-- About this exercise --
In the records below, begin at the line containing "Query: <item>young man" and end at the line containing "cup, I would be thankful."; quote every line in that span exactly, including both boundary lines, and no others.

-- Listed records --

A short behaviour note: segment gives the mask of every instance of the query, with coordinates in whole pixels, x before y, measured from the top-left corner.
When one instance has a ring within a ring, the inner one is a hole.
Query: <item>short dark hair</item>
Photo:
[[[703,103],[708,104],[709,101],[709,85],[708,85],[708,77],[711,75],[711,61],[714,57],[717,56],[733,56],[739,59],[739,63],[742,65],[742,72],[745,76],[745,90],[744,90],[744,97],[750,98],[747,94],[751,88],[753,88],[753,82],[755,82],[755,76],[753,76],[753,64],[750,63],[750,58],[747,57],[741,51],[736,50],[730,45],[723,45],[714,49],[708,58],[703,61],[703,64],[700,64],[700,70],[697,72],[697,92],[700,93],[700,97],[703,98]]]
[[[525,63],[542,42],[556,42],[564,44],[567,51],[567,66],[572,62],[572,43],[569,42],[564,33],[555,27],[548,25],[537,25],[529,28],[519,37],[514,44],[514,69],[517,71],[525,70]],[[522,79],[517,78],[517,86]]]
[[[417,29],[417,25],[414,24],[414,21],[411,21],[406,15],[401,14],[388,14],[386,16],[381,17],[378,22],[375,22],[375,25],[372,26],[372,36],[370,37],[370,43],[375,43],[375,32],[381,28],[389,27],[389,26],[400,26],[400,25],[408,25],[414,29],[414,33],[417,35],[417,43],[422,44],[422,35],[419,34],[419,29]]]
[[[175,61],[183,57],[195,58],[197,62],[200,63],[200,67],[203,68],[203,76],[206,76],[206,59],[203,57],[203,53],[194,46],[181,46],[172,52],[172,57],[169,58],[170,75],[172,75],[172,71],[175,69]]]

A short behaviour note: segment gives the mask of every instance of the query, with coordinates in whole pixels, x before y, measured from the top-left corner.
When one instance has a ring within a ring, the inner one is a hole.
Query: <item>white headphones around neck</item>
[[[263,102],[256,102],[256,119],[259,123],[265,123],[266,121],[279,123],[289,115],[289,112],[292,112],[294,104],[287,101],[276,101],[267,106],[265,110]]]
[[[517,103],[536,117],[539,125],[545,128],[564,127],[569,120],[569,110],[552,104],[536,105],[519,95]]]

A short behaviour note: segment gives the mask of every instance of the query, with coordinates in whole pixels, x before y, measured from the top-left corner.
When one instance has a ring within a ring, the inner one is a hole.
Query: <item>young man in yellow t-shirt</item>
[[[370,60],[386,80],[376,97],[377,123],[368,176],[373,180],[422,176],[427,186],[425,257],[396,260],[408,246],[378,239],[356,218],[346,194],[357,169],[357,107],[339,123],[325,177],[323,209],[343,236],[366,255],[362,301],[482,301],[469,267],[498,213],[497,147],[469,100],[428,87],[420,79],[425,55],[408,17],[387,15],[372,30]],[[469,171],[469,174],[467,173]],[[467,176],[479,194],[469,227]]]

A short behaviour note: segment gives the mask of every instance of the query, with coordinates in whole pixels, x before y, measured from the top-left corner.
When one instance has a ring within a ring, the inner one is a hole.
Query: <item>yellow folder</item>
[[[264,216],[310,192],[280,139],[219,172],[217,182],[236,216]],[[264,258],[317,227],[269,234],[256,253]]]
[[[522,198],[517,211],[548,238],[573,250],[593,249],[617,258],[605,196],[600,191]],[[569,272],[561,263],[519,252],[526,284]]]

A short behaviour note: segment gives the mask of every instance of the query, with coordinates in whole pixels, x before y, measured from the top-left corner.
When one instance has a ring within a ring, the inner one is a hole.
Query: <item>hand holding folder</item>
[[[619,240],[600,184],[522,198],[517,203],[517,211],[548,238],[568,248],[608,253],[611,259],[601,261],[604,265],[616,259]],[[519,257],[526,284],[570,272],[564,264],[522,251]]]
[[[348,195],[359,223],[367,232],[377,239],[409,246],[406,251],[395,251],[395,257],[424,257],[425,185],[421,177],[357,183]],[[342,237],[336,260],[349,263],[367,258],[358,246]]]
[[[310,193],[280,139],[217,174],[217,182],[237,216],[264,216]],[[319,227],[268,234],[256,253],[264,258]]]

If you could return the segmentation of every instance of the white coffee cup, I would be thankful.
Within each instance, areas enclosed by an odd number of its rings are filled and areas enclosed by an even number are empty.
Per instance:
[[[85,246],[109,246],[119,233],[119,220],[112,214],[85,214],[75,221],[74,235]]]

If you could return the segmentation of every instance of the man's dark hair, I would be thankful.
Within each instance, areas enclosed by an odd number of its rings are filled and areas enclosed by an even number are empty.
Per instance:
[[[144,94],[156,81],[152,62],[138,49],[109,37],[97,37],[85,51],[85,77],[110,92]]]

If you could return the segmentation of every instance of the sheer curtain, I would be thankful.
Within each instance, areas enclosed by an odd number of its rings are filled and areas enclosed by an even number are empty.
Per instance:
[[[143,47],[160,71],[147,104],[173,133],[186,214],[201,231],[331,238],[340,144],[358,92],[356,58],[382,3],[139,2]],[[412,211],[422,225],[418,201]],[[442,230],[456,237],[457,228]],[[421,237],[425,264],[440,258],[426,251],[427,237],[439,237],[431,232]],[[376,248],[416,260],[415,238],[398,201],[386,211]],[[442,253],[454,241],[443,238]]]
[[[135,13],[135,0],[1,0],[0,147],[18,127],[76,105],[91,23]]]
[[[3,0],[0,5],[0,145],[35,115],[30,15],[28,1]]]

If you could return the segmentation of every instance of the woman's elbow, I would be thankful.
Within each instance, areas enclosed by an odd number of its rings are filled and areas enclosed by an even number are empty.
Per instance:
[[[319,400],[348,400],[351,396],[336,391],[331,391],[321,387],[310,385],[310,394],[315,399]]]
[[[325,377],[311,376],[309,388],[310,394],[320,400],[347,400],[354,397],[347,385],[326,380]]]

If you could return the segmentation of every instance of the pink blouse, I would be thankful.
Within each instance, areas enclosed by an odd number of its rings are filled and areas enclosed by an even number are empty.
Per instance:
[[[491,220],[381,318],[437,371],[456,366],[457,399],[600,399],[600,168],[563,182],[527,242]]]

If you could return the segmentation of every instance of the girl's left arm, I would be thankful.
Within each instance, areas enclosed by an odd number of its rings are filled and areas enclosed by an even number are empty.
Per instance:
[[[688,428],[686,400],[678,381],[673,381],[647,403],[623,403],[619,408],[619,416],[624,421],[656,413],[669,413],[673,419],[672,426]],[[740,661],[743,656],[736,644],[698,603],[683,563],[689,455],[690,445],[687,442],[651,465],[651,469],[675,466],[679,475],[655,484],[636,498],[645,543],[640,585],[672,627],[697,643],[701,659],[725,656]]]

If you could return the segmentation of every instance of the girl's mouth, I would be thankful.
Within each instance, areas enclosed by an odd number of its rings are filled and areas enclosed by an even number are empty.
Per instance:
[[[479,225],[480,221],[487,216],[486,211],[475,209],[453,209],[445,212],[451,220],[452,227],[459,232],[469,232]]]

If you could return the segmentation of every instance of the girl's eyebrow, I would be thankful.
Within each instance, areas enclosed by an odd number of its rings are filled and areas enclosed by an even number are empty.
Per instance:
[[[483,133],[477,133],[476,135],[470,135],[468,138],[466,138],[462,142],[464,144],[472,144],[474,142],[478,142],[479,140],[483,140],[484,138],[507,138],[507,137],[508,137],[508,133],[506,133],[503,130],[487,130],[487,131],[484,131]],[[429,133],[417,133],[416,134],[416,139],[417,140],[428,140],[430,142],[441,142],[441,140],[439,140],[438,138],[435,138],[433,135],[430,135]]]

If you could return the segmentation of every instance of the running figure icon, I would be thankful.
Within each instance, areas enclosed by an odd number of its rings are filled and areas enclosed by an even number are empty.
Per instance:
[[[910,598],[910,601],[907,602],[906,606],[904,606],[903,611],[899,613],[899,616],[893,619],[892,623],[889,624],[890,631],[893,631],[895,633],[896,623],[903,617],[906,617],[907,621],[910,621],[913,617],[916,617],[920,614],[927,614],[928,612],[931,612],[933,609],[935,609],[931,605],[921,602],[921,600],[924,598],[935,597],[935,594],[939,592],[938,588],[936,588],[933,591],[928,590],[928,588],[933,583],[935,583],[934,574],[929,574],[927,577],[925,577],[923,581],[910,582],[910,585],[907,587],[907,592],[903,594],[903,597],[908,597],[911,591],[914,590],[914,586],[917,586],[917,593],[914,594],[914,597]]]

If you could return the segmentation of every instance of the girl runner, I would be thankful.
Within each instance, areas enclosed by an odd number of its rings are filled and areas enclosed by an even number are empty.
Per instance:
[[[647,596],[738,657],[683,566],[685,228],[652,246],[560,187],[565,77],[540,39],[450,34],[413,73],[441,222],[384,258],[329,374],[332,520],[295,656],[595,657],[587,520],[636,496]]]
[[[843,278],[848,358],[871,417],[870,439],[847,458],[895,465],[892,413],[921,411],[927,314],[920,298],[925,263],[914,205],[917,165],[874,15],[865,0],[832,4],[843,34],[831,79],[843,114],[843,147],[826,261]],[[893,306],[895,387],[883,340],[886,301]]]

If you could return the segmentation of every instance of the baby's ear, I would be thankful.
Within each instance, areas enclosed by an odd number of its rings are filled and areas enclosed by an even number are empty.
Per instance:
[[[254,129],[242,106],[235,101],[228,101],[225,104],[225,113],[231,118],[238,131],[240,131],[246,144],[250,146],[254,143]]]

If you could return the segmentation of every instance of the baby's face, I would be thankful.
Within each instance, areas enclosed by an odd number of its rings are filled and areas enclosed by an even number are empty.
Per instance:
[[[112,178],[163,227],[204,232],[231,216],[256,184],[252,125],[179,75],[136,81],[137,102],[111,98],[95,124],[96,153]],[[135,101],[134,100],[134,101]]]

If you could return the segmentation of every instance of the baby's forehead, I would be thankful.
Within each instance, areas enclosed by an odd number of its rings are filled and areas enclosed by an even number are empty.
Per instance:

-- Answer --
Query: <item>young man in yellow t-shirt</item>
[[[370,60],[386,80],[376,97],[377,123],[368,176],[373,180],[422,176],[427,186],[425,257],[396,260],[408,246],[378,239],[356,218],[346,194],[357,169],[357,107],[339,123],[325,177],[323,209],[343,236],[366,255],[362,301],[482,301],[469,267],[498,213],[497,147],[469,100],[428,87],[420,79],[425,55],[408,17],[387,15],[372,30]],[[469,171],[469,174],[467,173]],[[467,176],[479,194],[469,227]]]

A short behaviour note: segment gives the mask of every instance of the query, with coordinates in whole pixels, x before y, measured from the top-left corner.
When one instance has a ring within a ring, the inner one is a hole.
Query: <item>yellow folder</item>
[[[264,216],[310,192],[280,139],[219,172],[217,182],[236,216]],[[264,258],[317,227],[269,234],[256,253]]]
[[[522,198],[517,211],[548,238],[573,250],[593,249],[617,258],[605,196],[600,191]],[[569,272],[561,263],[519,252],[526,284]]]

A short behaviour note: segment gives the mask of every instance of the query, with coordinates in whole pixels, x before y, measured from the top-left corner.
When one instance has a ring within a ring, the inner one is a hole.
Query: <item>hand holding folder</item>
[[[619,240],[600,184],[522,198],[517,203],[517,211],[548,238],[568,248],[608,253],[611,259],[601,261],[604,265],[616,259]],[[519,257],[526,284],[570,272],[564,264],[522,251]]]
[[[348,195],[359,223],[367,232],[377,239],[409,246],[406,251],[395,251],[395,257],[424,257],[425,185],[421,177],[357,183]],[[342,237],[336,260],[349,263],[367,258],[358,246]]]
[[[310,193],[280,139],[217,174],[217,182],[237,216],[264,216]],[[319,227],[268,234],[256,253],[264,258]]]

If you could return the segmentation of every instance of the white coffee cup, I would be thankful.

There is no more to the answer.